Start of Source extract

I have a hard water planted tank (NPT), which is outside in the garden and therefore lots of water evaporates.

To remove hard water deposits from the glass, when I drain some water, I use a sponge and vinegar to clean it. It's unavoidable that some vinegar gets into the water.

How well guppies tolerate vinegar? Say if max 0.1 dl gets into 100 liter is it acceptable for guppies? Water is hard.


----------



## dwalstad (Apr 14, 2006)

There's no way that that amount of vinegar would hurt your guppies. I calculated a 1: 10,000 dilution. Vinegar is an acidic organic that is easily decomposed once diluted in water.


----------



## zolteeC (Dec 26, 2017)

dwalstad said:


> There's no way that that amount of vinegar would hurt your guppies. I calculated a 1: 10,000 dilution. Vinegar is an acidic organic that is easily decomposed once diluted in water.


Thank you for your answer!

I found that this method works quickly for me to clean the glass, but I was always a little bit worried about the vinegar that unavoidably gets into the water column. Its good to know that this small amount (< 1:10 000) is rally not that bad. (I guess it also helps that it is hard water and lots of plants?)


----------



## Michael (Jul 20, 2010)

I'm going to try vinegar next time I clean tank rims.


----------



## zolteeC (Dec 26, 2017)

Michael said:


> I'm going to try vinegar next time I clean tank rims.

End of Source extract
Start of Provided material

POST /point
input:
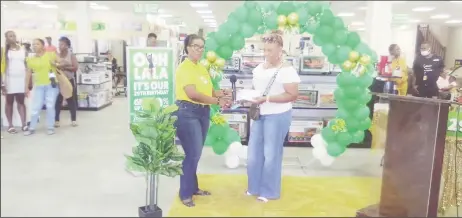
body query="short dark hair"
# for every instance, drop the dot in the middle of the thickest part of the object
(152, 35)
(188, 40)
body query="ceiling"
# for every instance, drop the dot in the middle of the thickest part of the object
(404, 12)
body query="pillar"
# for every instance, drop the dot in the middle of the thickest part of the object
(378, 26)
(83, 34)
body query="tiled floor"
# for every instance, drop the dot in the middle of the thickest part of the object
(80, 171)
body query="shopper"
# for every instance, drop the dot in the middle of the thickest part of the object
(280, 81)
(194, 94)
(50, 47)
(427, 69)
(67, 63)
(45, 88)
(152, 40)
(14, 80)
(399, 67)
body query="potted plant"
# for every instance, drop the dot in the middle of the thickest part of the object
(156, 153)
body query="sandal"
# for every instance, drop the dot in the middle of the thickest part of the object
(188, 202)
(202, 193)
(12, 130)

End of Provided material
Start of Provided material

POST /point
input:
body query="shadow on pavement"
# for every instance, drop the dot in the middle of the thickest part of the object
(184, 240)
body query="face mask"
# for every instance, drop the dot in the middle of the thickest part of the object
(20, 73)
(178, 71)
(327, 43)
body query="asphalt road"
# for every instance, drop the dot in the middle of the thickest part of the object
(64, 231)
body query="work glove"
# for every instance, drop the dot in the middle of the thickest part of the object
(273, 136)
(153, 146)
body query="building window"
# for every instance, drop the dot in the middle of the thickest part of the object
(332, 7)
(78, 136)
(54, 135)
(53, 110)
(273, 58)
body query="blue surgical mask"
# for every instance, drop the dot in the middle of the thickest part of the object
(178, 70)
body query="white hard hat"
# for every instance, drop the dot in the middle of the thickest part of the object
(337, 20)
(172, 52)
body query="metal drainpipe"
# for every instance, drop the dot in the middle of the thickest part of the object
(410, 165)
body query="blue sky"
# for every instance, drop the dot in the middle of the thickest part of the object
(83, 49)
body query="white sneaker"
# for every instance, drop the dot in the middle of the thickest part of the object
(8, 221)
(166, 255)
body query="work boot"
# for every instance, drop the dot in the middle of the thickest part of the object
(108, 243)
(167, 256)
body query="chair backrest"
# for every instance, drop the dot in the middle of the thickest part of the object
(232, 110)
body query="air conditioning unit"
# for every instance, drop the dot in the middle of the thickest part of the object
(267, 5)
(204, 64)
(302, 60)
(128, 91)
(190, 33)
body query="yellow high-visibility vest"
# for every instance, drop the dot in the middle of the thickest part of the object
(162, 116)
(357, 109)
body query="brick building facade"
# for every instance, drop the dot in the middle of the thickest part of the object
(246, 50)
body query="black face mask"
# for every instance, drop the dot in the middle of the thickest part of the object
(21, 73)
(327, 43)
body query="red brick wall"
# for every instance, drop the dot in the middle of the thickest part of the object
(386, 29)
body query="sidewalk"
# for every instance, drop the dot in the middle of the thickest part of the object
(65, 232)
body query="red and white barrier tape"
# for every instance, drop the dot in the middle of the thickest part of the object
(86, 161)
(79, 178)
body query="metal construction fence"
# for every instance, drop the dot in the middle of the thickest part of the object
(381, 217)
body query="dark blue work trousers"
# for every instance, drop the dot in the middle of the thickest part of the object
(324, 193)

End of Provided material

Revise the vinegar thread starting at "How well guppies" and ending at "(Apr 14, 2006)", putting "mollies" wherever "guppies" appears.

How well mollies tolerate vinegar? Say if max 0.1 dl gets into 100 liter is it acceptable for mollies? Water is hard.


----------



## dwalstad (Apr 14, 2006)